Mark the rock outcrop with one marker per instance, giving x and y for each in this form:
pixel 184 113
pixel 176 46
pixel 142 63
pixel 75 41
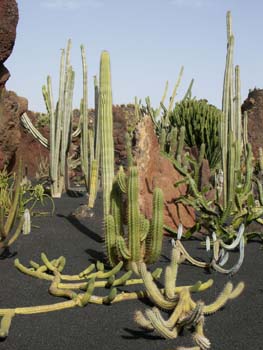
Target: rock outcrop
pixel 8 23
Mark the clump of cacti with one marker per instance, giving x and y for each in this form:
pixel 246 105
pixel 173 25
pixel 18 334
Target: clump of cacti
pixel 201 121
pixel 61 134
pixel 183 311
pixel 142 240
pixel 220 252
pixel 79 288
pixel 106 129
pixel 9 212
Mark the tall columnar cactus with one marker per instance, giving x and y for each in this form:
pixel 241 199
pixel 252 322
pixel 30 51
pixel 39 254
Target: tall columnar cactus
pixel 61 125
pixel 143 239
pixel 231 126
pixel 201 122
pixel 60 121
pixel 84 143
pixel 106 129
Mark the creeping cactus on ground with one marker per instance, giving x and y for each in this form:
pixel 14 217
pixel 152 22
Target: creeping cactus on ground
pixel 79 288
pixel 8 218
pixel 183 311
pixel 220 253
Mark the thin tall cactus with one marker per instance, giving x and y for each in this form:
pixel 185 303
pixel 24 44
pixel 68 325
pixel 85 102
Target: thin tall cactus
pixel 106 129
pixel 143 239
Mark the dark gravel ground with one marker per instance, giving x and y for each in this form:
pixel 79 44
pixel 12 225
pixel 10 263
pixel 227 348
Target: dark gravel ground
pixel 238 326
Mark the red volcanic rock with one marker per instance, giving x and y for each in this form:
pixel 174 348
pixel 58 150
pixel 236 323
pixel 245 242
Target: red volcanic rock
pixel 30 150
pixel 11 108
pixel 8 23
pixel 157 171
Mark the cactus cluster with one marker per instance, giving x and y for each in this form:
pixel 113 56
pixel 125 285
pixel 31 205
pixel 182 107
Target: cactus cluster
pixel 79 288
pixel 220 254
pixel 61 133
pixel 201 122
pixel 10 213
pixel 140 239
pixel 183 311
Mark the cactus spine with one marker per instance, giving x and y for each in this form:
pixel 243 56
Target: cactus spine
pixel 106 131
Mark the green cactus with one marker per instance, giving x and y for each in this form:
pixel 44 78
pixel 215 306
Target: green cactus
pixel 177 301
pixel 201 122
pixel 106 130
pixel 144 240
pixel 79 288
pixel 7 236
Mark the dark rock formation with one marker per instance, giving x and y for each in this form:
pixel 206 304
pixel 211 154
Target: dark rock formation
pixel 254 107
pixel 11 108
pixel 30 150
pixel 8 23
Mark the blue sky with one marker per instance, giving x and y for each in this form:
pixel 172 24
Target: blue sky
pixel 148 42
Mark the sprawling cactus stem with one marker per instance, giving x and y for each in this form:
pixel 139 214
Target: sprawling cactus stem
pixel 33 130
pixel 106 131
pixel 184 312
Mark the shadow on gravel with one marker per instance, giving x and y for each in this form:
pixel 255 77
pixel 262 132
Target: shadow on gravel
pixel 82 228
pixel 140 334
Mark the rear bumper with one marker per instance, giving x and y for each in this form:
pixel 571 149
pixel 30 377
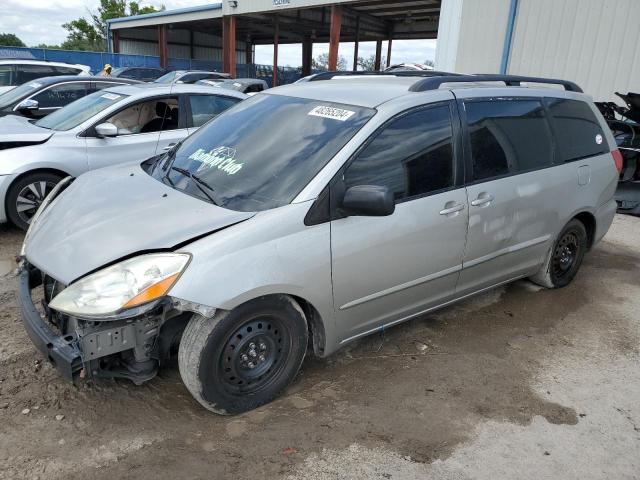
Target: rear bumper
pixel 61 351
pixel 628 197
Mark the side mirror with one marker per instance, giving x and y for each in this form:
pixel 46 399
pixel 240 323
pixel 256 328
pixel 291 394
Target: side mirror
pixel 106 130
pixel 369 201
pixel 28 105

--

Job:
Swap "one marker per instance" for "a separate marker for each instance" throughout the material above and reproduce it with every other word unchanged, leaving out the pictures.

Written answer:
Mark the rock outcrop with a separate marker for each instance, giving x and y for each in this form:
pixel 184 113
pixel 176 46
pixel 142 63
pixel 75 41
Target: rock outcrop
pixel 8 23
Mark the clump of cacti with a separate marker for each instance, giving x and y for each in this form:
pixel 246 105
pixel 173 25
pixel 18 334
Target: clump of cacti
pixel 201 121
pixel 61 134
pixel 183 311
pixel 142 240
pixel 220 252
pixel 79 288
pixel 106 129
pixel 9 212
Mark the tall columnar cactus with a separate marker for each instance, giving x and y for each in this form:
pixel 241 199
pixel 252 322
pixel 30 51
pixel 39 254
Target: tall columnar cactus
pixel 61 125
pixel 143 239
pixel 231 126
pixel 201 122
pixel 60 121
pixel 84 143
pixel 106 129
Mark the creeping cactus on ground with a separate marker for each instance, giving x and y for each in this form:
pixel 14 217
pixel 152 22
Target: creeping cactus on ground
pixel 79 288
pixel 8 218
pixel 183 311
pixel 220 253
Mark the thin tall cactus with a separate marker for each instance, giving x and y for each in this form:
pixel 185 303
pixel 24 44
pixel 68 325
pixel 85 102
Target: thin tall cactus
pixel 106 129
pixel 143 239
Mark the dark gravel ground with a separate marker for each instance, giving x and y for each in this form:
pixel 79 44
pixel 12 225
pixel 10 263
pixel 227 348
Target: dark gravel ground
pixel 238 326
Mark the red volcanic rock with a separate marker for each instance, giving x and y for each in this form:
pixel 174 348
pixel 58 150
pixel 236 323
pixel 245 242
Target: red volcanic rock
pixel 30 150
pixel 11 108
pixel 8 23
pixel 157 171
Mark the cactus cluster with a separate marker for each instance, giving x and y for each in this form:
pixel 113 56
pixel 125 285
pixel 31 205
pixel 182 107
Target: cactus cluster
pixel 79 288
pixel 220 254
pixel 61 133
pixel 201 122
pixel 10 213
pixel 140 239
pixel 183 311
Mark the cactus spine with a separate marker for each instance, giving x and y for each in this form:
pixel 243 56
Target: cactus spine
pixel 106 131
Mark the green cactus with a separate marker for each instance, giving x and y for each in this form:
pixel 44 78
pixel 215 306
Target: green cactus
pixel 177 301
pixel 201 122
pixel 106 130
pixel 144 240
pixel 79 288
pixel 7 236
Mark the dark rock formation with a separate marker for each instance, giving x and y for each in this form:
pixel 206 304
pixel 211 154
Target: dark rock formation
pixel 254 107
pixel 11 108
pixel 30 150
pixel 8 23
Mark the blue sky with a separate marker for each instance, giving x and y for each in this form:
pixel 172 24
Target: blue sky
pixel 148 42
Mark the sprawling cactus stem with a separate marker for each instance, giving x and y for each in this form:
pixel 139 214
Target: sprawling cactus stem
pixel 33 130
pixel 106 131
pixel 184 312
Mark the shadow on gravel with a separate marker for each instance, giving x and y for each in this form:
pixel 255 77
pixel 262 132
Target: shadow on gravel
pixel 82 228
pixel 140 334
Mark the rear bumper with a separate marker for each instance, giving x and y for each in this form:
pixel 571 149
pixel 30 377
Target: rear bumper
pixel 61 351
pixel 628 197
Mark the side mirror with a separate marker for each instance, giving x and y for each in this form:
pixel 46 399
pixel 240 323
pixel 256 328
pixel 291 394
Target: side mirror
pixel 106 130
pixel 369 201
pixel 28 105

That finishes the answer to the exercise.